■ **What you need to do**: Rewrite every line of the data from its first line through the line containing "x=689, y=109", including both ends. Offset each x and y coordinate in the answers by 54 and leave all other text unchanged.

(Records from a point labeling set)
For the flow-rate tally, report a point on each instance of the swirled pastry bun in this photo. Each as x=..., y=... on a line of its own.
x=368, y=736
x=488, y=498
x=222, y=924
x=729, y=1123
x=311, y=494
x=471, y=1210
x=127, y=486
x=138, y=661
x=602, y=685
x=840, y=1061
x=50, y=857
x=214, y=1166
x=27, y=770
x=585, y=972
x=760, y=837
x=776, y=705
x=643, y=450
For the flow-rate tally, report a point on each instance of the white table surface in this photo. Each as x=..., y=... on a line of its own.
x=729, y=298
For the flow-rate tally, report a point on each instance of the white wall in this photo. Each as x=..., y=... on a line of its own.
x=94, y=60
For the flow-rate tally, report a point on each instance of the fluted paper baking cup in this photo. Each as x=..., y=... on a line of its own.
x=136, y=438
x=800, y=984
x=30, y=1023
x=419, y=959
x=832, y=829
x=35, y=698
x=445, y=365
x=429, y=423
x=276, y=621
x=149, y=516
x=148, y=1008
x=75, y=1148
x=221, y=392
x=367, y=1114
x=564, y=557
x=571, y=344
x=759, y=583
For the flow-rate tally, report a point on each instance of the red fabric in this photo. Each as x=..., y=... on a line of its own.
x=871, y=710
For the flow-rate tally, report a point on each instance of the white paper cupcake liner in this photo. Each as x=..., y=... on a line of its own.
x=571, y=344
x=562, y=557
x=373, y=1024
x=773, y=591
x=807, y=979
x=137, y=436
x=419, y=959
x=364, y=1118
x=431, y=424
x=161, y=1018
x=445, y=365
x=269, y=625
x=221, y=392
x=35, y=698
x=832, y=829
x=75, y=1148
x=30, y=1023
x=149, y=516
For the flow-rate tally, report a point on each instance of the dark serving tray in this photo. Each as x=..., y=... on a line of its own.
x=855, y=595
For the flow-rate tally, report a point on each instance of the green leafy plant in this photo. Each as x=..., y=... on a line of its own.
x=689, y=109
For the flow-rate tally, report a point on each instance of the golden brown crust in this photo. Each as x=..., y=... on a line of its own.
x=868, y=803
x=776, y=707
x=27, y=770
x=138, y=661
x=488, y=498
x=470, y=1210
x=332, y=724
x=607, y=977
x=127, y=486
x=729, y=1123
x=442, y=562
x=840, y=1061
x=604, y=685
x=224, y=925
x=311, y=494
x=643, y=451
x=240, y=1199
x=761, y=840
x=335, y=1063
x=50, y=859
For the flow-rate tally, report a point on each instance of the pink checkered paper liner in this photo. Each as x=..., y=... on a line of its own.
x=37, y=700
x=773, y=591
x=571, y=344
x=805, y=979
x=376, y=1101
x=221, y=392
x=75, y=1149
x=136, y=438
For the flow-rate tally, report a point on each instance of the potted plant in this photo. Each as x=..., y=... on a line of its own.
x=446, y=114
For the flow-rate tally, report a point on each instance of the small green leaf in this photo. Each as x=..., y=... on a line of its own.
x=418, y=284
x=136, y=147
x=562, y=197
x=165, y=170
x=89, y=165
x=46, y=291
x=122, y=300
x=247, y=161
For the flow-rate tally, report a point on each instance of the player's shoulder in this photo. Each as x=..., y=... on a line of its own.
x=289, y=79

■ **Exercise response**:
For the flow-rate tally, report a point on each instance of the swirled pastry bun in this photo. Each as x=..., y=... on a line of its own.
x=422, y=790
x=542, y=552
x=276, y=978
x=783, y=1177
x=365, y=548
x=525, y=1264
x=181, y=540
x=192, y=715
x=656, y=739
x=894, y=1115
x=104, y=911
x=268, y=1220
x=81, y=824
x=639, y=1026
x=814, y=891
x=830, y=759
x=697, y=504
For the flow-rate tally, report a point on each instance of the white table surface in this photo. Each as x=..., y=... on a line of its own.
x=783, y=352
For the flow-rate tally, report a point on each instance of the white wall in this photo. Each as x=..., y=... on a line of its own.
x=148, y=114
For the flow-rate tally, report a point on each instance of the fluted paper baking cup in this photo. Each as x=..., y=... on a line of its own.
x=190, y=492
x=854, y=1038
x=84, y=1077
x=473, y=1013
x=886, y=883
x=89, y=752
x=499, y=419
x=483, y=477
x=330, y=675
x=203, y=570
x=202, y=1062
x=129, y=1202
x=275, y=446
x=421, y=1168
x=618, y=611
x=625, y=398
x=813, y=637
For the flow-rate tally, report a point on each instance of the red fabric in this photo. Each as x=..., y=... on a line of its own.
x=925, y=764
For the flow-rate tally, report a point on each instance of the white paper cupcake liner in this photo. Each as x=..., y=... on a line of its own.
x=625, y=398
x=616, y=611
x=427, y=1078
x=827, y=645
x=861, y=1033
x=191, y=490
x=473, y=1013
x=418, y=1172
x=485, y=478
x=215, y=1072
x=499, y=419
x=323, y=679
x=275, y=446
x=89, y=752
x=886, y=883
x=129, y=1202
x=84, y=1077
x=203, y=570
For the flow-rate tally, report a point on each instance of the dark serving tray in this photo. Each as x=..., y=... on a line of its own.
x=909, y=649
For the flow-rate tally, report a point on each instance of the green leafy plant in this photo. Each as x=..., y=... on a line of its own.
x=743, y=163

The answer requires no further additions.